*** DATA FOR PROCESSING Section Begins ***
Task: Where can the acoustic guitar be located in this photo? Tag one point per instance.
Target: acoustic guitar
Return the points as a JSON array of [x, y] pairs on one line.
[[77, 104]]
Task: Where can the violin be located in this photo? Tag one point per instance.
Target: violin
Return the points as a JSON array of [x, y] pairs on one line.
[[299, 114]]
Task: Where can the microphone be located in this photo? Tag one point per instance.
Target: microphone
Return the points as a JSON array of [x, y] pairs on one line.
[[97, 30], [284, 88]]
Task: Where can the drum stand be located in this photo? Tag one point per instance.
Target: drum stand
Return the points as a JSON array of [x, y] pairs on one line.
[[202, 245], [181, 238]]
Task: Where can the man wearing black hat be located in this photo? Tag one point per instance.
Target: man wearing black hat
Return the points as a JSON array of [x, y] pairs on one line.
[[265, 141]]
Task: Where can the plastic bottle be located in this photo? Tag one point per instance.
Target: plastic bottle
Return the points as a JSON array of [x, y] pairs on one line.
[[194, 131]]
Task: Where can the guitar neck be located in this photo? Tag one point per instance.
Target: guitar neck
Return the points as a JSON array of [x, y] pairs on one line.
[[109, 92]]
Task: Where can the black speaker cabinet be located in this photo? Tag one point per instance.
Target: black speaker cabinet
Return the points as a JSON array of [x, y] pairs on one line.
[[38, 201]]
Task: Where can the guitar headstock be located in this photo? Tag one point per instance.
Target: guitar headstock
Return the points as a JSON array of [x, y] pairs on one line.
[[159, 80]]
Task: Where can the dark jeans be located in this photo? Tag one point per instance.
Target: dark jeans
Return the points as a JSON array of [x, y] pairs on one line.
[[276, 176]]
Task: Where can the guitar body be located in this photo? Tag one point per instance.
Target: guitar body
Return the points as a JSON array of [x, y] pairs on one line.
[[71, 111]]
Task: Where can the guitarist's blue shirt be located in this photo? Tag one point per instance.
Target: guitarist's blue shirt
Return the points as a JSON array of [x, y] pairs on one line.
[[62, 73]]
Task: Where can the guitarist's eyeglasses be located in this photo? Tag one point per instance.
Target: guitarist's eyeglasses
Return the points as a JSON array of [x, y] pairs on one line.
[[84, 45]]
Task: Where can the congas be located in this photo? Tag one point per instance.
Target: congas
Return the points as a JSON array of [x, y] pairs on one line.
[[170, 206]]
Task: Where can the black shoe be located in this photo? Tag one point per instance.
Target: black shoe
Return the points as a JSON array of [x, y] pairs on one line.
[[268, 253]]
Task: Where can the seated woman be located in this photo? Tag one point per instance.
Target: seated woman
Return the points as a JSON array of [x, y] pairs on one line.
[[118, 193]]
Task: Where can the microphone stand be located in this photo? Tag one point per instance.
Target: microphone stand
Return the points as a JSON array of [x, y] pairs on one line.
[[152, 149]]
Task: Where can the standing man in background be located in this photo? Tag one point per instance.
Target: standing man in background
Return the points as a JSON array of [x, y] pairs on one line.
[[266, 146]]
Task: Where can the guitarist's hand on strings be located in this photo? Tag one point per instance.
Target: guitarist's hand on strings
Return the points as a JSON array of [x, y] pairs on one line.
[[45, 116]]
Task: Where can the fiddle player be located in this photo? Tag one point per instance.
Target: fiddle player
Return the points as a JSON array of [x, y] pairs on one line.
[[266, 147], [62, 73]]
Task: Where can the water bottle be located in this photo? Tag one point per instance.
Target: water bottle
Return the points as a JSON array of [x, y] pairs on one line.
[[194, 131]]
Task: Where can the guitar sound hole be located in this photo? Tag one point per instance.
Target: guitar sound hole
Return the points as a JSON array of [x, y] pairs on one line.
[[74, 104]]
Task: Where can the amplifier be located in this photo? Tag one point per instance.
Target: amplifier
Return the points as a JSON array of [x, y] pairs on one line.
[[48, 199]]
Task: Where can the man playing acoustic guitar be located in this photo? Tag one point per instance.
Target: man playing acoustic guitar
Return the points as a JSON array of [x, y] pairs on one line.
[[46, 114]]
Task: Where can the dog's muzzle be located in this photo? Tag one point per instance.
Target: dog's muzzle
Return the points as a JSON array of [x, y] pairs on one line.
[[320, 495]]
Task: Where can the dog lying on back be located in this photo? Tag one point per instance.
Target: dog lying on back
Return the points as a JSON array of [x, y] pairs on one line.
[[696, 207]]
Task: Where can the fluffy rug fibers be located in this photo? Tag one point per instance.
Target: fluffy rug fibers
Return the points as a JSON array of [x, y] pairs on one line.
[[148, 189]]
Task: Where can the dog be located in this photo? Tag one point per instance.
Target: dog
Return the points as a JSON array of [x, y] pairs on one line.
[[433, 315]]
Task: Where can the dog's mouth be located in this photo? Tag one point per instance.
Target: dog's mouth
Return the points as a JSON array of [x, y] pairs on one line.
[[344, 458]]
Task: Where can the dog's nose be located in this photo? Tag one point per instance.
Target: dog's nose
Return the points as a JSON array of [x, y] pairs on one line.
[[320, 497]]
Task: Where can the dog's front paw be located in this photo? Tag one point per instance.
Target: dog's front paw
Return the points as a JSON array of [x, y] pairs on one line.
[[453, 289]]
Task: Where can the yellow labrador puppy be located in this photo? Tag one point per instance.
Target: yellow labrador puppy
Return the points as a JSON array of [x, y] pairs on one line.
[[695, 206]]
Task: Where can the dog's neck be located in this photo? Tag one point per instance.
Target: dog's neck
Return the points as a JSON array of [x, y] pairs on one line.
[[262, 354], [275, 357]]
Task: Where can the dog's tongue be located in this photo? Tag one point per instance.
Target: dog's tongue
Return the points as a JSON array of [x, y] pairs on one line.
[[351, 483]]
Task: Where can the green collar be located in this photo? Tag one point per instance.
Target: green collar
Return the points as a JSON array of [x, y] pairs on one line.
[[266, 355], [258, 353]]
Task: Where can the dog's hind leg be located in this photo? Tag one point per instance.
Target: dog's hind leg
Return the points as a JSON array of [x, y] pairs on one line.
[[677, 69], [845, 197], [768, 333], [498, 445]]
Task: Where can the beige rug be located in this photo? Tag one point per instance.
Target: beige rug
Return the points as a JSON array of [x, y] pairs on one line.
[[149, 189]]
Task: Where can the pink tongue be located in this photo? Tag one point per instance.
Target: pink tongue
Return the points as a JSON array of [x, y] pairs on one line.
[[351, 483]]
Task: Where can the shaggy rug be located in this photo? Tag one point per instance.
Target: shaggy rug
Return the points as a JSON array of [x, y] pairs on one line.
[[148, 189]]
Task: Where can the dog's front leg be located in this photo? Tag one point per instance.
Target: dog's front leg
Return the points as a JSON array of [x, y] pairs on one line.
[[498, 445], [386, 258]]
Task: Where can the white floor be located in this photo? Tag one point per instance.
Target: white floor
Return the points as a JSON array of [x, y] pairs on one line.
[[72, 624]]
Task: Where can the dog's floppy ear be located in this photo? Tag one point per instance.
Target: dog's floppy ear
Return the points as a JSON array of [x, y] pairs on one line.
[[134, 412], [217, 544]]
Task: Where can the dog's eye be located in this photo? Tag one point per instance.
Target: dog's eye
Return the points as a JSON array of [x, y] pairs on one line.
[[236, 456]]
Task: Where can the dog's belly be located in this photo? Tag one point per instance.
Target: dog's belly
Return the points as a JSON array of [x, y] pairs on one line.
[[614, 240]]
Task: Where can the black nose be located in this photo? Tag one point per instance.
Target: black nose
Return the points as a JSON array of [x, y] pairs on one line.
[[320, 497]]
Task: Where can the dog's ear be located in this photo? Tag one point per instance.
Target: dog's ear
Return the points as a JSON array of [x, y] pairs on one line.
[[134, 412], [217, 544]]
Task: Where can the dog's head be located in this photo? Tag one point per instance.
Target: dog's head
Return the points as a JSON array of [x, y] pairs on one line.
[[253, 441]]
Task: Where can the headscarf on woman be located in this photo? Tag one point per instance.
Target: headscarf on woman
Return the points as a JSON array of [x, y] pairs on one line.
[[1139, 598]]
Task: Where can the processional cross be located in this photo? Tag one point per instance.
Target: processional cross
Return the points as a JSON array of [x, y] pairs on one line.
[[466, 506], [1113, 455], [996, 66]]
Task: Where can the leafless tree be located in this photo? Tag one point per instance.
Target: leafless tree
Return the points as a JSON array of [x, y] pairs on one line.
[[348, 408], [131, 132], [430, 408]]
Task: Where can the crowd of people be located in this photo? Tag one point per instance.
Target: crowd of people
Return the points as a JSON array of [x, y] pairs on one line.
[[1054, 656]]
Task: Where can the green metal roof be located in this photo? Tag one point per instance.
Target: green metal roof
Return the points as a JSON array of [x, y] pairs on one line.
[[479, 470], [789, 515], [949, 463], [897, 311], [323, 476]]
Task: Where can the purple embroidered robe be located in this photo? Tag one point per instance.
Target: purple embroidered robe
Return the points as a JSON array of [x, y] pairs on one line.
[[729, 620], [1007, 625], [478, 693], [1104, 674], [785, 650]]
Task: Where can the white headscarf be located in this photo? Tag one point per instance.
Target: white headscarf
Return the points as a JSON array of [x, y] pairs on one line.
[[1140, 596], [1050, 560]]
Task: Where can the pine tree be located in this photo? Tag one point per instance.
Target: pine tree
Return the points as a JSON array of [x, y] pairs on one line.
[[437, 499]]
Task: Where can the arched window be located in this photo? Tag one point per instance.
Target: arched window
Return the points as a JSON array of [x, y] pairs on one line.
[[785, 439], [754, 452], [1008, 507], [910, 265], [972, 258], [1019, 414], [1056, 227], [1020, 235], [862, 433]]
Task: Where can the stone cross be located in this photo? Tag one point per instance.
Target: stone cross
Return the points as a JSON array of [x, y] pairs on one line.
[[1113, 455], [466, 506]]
*** DATA FOR PROCESSING Section Ends ***
PROBLEM TO WORK ON =
Select from the material above each line in which the string "eyeglasses" appears, and list those lines.

ANSWER TO THIS EXERCISE =
Task: Where can the guitarist's eyeglasses be located in this photo? Tag one point per instance.
Target: guitarist's eyeglasses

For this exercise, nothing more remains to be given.